Point-based annotation data:
* begin *

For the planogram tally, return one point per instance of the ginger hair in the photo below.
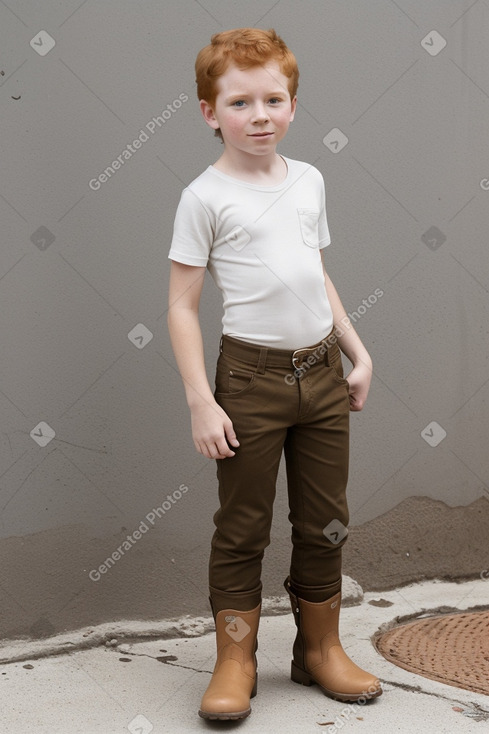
(246, 48)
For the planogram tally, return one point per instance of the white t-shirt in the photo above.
(261, 245)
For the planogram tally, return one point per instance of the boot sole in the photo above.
(298, 675)
(230, 715)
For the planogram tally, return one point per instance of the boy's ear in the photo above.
(208, 114)
(293, 106)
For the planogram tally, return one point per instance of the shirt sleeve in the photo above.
(323, 231)
(193, 233)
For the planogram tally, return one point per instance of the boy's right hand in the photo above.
(210, 428)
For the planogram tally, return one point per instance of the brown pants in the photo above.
(302, 408)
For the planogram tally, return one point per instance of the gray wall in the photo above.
(95, 428)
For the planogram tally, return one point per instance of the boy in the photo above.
(257, 220)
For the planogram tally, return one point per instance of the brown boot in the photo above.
(234, 679)
(318, 654)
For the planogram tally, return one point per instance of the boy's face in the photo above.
(253, 108)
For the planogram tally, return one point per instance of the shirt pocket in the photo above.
(309, 223)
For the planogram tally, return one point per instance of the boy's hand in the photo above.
(359, 380)
(210, 428)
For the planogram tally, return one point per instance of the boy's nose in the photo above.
(260, 114)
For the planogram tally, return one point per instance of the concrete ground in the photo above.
(156, 685)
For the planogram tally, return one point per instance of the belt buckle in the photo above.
(294, 357)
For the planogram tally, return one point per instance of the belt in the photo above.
(259, 356)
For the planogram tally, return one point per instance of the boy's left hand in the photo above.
(359, 380)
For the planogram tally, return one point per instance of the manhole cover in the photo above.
(452, 649)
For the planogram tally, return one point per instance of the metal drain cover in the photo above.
(452, 649)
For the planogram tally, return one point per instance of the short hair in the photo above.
(246, 48)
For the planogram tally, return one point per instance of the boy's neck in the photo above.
(267, 169)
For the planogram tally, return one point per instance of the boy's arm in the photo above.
(210, 424)
(350, 343)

* end *

Starting with the line that contains "left hand in the photo above.", output every line through the end of the listing above, unchanged.

For the planogram tally, return one point per instance of the boy's left hand in the photo above.
(359, 380)
For the planogram tally, return one point per instance of the manhole cover in the photo above.
(452, 649)
For the planogram tally, return one point per instance of the metal drain cover in the photo above.
(452, 649)
For the planogram tally, return one point per instance of the short hair in the photo above.
(246, 48)
For the planogram tally, return one point per instance of the boy's neck in the photo above.
(267, 169)
For the planogram tally, return one point per instance of the boy's arm in the photo above.
(210, 424)
(350, 343)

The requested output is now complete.